Reproduce every line of the listing as written, apart from the pictures.

──────── THE INPUT

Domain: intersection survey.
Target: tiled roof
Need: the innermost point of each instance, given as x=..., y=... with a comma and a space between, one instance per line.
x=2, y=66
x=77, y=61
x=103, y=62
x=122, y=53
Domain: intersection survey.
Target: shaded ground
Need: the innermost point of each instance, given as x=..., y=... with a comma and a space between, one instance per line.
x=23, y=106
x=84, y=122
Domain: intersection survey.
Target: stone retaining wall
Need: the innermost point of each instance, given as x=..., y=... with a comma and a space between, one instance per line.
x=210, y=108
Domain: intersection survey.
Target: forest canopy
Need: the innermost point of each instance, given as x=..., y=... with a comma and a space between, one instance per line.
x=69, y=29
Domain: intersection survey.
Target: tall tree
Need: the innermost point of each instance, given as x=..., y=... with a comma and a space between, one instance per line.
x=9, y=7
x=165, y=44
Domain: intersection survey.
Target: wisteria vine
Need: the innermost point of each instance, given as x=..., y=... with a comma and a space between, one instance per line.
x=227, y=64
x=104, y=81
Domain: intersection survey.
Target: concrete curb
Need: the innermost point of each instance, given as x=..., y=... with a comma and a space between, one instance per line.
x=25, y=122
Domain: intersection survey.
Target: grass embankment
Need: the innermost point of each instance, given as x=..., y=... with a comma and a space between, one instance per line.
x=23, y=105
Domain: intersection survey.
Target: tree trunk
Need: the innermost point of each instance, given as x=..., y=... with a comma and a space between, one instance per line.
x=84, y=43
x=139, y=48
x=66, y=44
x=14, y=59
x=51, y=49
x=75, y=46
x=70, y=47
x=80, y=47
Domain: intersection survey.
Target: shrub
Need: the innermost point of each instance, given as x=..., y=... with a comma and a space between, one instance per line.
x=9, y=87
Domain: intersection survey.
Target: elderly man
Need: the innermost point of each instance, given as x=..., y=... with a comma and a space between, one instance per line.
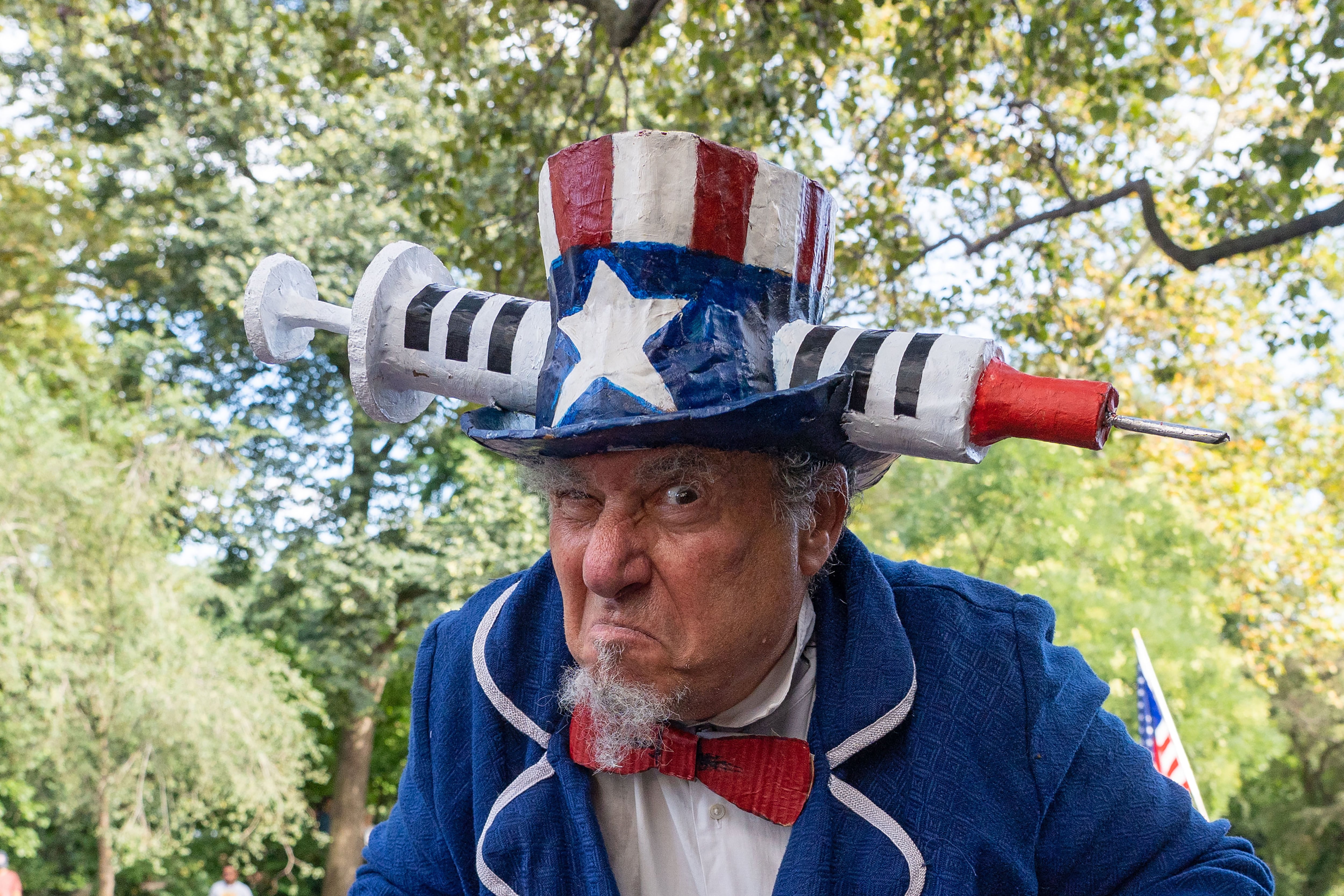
x=709, y=686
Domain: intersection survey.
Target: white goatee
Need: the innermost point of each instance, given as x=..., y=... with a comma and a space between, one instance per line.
x=627, y=716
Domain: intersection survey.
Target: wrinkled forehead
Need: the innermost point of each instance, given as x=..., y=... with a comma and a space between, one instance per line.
x=644, y=468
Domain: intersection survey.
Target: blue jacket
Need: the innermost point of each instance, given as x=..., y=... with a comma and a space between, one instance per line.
x=998, y=774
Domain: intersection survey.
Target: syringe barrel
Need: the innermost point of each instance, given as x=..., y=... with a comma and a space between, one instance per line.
x=939, y=396
x=913, y=393
x=484, y=349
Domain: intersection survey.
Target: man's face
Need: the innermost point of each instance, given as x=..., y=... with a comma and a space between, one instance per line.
x=679, y=561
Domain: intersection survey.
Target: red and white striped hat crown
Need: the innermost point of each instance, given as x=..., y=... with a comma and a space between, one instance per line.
x=638, y=189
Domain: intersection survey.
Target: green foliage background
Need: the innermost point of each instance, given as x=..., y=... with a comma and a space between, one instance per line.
x=158, y=151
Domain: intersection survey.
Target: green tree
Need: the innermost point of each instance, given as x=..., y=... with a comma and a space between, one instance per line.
x=1101, y=542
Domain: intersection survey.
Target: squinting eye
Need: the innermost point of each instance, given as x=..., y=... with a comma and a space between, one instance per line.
x=683, y=495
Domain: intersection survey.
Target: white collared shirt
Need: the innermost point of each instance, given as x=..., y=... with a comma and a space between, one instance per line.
x=673, y=837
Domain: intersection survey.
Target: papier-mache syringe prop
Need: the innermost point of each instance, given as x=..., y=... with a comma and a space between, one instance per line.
x=414, y=335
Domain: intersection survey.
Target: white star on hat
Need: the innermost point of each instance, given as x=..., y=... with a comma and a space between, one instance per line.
x=609, y=334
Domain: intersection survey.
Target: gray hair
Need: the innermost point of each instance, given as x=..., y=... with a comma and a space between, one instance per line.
x=798, y=479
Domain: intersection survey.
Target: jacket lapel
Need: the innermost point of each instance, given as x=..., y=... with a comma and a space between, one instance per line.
x=541, y=835
x=866, y=686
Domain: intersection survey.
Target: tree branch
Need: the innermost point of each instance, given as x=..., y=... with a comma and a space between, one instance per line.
x=623, y=26
x=1187, y=259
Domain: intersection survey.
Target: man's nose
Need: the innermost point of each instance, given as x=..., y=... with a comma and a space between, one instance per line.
x=616, y=563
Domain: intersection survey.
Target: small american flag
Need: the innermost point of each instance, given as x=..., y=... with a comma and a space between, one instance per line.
x=1158, y=729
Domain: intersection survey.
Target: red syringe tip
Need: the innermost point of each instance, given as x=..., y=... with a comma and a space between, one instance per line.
x=1015, y=405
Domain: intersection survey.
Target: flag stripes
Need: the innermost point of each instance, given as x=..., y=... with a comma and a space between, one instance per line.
x=1158, y=729
x=632, y=187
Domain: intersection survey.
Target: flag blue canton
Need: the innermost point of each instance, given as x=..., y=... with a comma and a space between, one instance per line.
x=1150, y=714
x=702, y=323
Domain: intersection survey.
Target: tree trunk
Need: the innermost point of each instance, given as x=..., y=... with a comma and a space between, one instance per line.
x=350, y=800
x=107, y=864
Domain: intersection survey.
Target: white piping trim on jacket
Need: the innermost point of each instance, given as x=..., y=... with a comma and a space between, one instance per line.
x=869, y=811
x=874, y=733
x=503, y=704
x=530, y=777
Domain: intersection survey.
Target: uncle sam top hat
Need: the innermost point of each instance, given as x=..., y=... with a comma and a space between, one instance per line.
x=673, y=263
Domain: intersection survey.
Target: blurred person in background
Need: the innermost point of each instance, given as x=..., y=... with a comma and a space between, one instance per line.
x=230, y=886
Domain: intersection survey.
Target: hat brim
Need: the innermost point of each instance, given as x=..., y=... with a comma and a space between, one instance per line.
x=806, y=418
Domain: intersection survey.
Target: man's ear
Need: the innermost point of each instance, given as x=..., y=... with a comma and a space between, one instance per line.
x=830, y=512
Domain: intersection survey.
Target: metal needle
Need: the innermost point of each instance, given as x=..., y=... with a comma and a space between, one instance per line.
x=1170, y=431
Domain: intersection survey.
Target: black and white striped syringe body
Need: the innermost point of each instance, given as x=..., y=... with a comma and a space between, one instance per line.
x=912, y=394
x=413, y=334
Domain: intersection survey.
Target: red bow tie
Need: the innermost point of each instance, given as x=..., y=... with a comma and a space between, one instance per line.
x=767, y=777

────────────────

-- FINISHED TASK --
Domain: intersection survey.
Target: tiled roof
Need: the innermost point of each instance, given as x=..., y=... with a comma and a space between, one instance per line.
x=2, y=66
x=77, y=61
x=103, y=62
x=122, y=53
Domain: intersection survey.
Target: shaded ground
Need: the innermost point of each instance, given as x=..., y=... with a comma and a space between, one instance per line.
x=23, y=106
x=84, y=122
Domain: intersection survey.
Target: stone retaining wall
Need: the innermost point of each instance, given as x=..., y=... with a comma and a space between, one instance per line.
x=210, y=108
Domain: intersection survey.
Target: forest canopy
Need: the innermost point of each instance, given as x=..., y=... with a comma and a space between, one instance per line.
x=69, y=29
Domain: intersection survey.
Target: tall tree
Need: the innermost point of each instance, given as x=..., y=... with a comma and a space between, one instance per line.
x=9, y=7
x=165, y=44
Domain: intersection survey.
Target: wisteria vine
Need: the innermost point of each instance, given as x=..., y=... with a comma and a space between, one instance per line.
x=227, y=64
x=104, y=81
Domain: intersection survey.
Target: concrete curb
Need: the innermost point of each instance, given as x=..., y=... with a comma and a space between, one instance per line.
x=25, y=122
Domain: intersection survey.
Target: grass embankment
Need: the innermost point of each instance, given as x=..., y=... with a comma and a space between, one instance per line.
x=23, y=105
Domain: intersection survey.
Target: tree trunk
Need: the innermost point of each instance, given as x=..., y=... with a comma and a space between, one instance per line.
x=84, y=43
x=139, y=48
x=66, y=44
x=14, y=59
x=51, y=49
x=75, y=46
x=70, y=47
x=80, y=47
Domain: intersection survey.
Target: shrub
Need: the innermost point of each instance, given as x=..., y=... with a comma and a space between, one instance per line.
x=9, y=87
Domain: intersection survey.
Target: elderly man
Need: the innermost point of each instance, given as x=..., y=... with a comma and a space between, one instance per line.
x=709, y=686
Domain: intersection survey.
Target: white goatee
Need: the innermost point of each instance, given as x=..., y=... with a comma and a space between, one instance per line.
x=627, y=716
Domain: intersection survey.
Target: wrinkled forehead
Need: the innermost point of each instance, given as x=..., y=... with a comma and a space between, one instance per line.
x=644, y=468
Domain: intersection survey.
Target: blue jacket
Need: the innermost point of each instance, given as x=..., y=... with a comma and a space between, one instance per line.
x=998, y=774
Domain: intersection survey.
Target: syringe barrel
Need: the innermost point of each instance, given as x=..., y=... with a comma and a space between, one instance per line.
x=939, y=396
x=913, y=393
x=484, y=349
Domain: intersection survey.
Target: man's face
Need: the innermost point of each instance, given as x=..., y=... with a comma and a space between, one instance per line.
x=679, y=561
Domain: intersection survey.
Target: red and white striped hat crown
Need: the innermost point of each instance, given as x=..., y=... with a comma and a space between, one instance per line.
x=638, y=189
Domain: intersection survey.
Target: green foliage background
Need: the innermost point of each instance, given as x=..., y=... with a comma and a space between, one instance per line.
x=158, y=151
Domain: intersection survey.
Target: green tree
Need: the innermost point of each instance, given as x=..., y=... with a comma and a space between, one instance per line.
x=1101, y=542
Domain: intersection survey.
Target: squinting eye
Need: the innermost point of each instance, given as x=..., y=... with a comma and a space between, one instance per line.
x=683, y=495
Domain: intersection survey.
Target: white collared shirt
Need: the innermost point of each instance, given as x=..., y=... with a comma and a space between, one instance per line.
x=673, y=837
Domain: intersection survey.
Target: papier-mache syringe prop
Need: the innermost point of each instance, given as x=..., y=... with a comma and a space between, one instance per line.
x=414, y=335
Domain: intersection survey.
Target: white star on hat
Need: the innermost point of each instance, given as x=..., y=... with a comma and a space between, one instance per line.
x=609, y=334
Domain: intersection survey.
Target: gray hair
Need: the innermost point of each instance, given as x=..., y=... with a comma and a space between, one instance per line.
x=798, y=479
Domain: intersection survey.
Target: jacket lapel
Need: the innermost point of each instance, given as x=..., y=... with a comma and a space between, one instance per line.
x=541, y=835
x=866, y=686
Domain: intersection survey.
Target: tree branch
Need: the innermost point of each instance, given as x=..., y=... with a comma and a space between, one instance per line.
x=623, y=26
x=1187, y=259
Domain: intersection survey.
Target: man's nose
Need: the innermost point of each instance, given as x=..., y=... with a comma and a space between, one instance per line.
x=616, y=563
Domain: intersection survey.
Target: small american flag
Need: the innermost point of each instance, given as x=..., y=... with a comma and a space between, one instance per line.
x=1158, y=729
Domain: intersection survey.
Target: red syringe tip
Need: the innermost point of each instance, given as x=..., y=... with a comma and a space between, one instance per line.
x=1015, y=405
Domain: intersection survey.
Target: flag stripes
Need: the innermost point of each instance, given as x=..., y=... with a comma and a space between, one instance per line.
x=1158, y=729
x=632, y=187
Domain: intersection survey.
Target: flag blue canton
Need: the innermost point of each instance, given as x=..., y=... with a comma and a space between, one instance per line.
x=1150, y=714
x=702, y=323
Domain: intersection survey.
Target: tree trunk
Need: the innermost point of each instance, given as x=..., y=... with a comma and a space between, one instance per line.
x=350, y=800
x=107, y=864
Domain: intersection survey.
Target: white piping trim on jacket
Need: the innermost point of each instance, given as x=..., y=... with a comma and a space between, one instance per line.
x=869, y=811
x=874, y=733
x=503, y=704
x=530, y=777
Domain: intersection survey.
Target: uncle sam top hat
Need: the innermost point of each instance, given as x=..., y=... with a comma and a space between, one instance per line.
x=673, y=263
Domain: intersection survey.
Target: blurred person in background
Need: the innermost point of each instance, given as x=..., y=... with a comma and a space between, one instance per line.
x=230, y=886
Domain: intersection survey.
Target: hat brim
Need: the innermost point of each instance, given as x=..., y=... with a comma and a space between, one instance per line.
x=806, y=418
Domain: intersection survey.
Target: man's ear
Need: the innermost point of each instance, given as x=..., y=... with a comma and a space between, one instance per line.
x=830, y=512
Domain: intersection survey.
Target: metal needle
Need: the innermost point of each instance, given as x=..., y=... with a comma and a space between, one instance per line.
x=1170, y=431
Domain: intersection survey.
Target: black and white striped syringe body
Need: the innermost point of each instance, given as x=..., y=... with a comma and a space between, one instance per line.
x=912, y=394
x=413, y=334
Domain: intersection survey.
Target: red bow tie
Need: the innermost point of each instance, given as x=..., y=... with a comma and a space between, one instance per line.
x=767, y=777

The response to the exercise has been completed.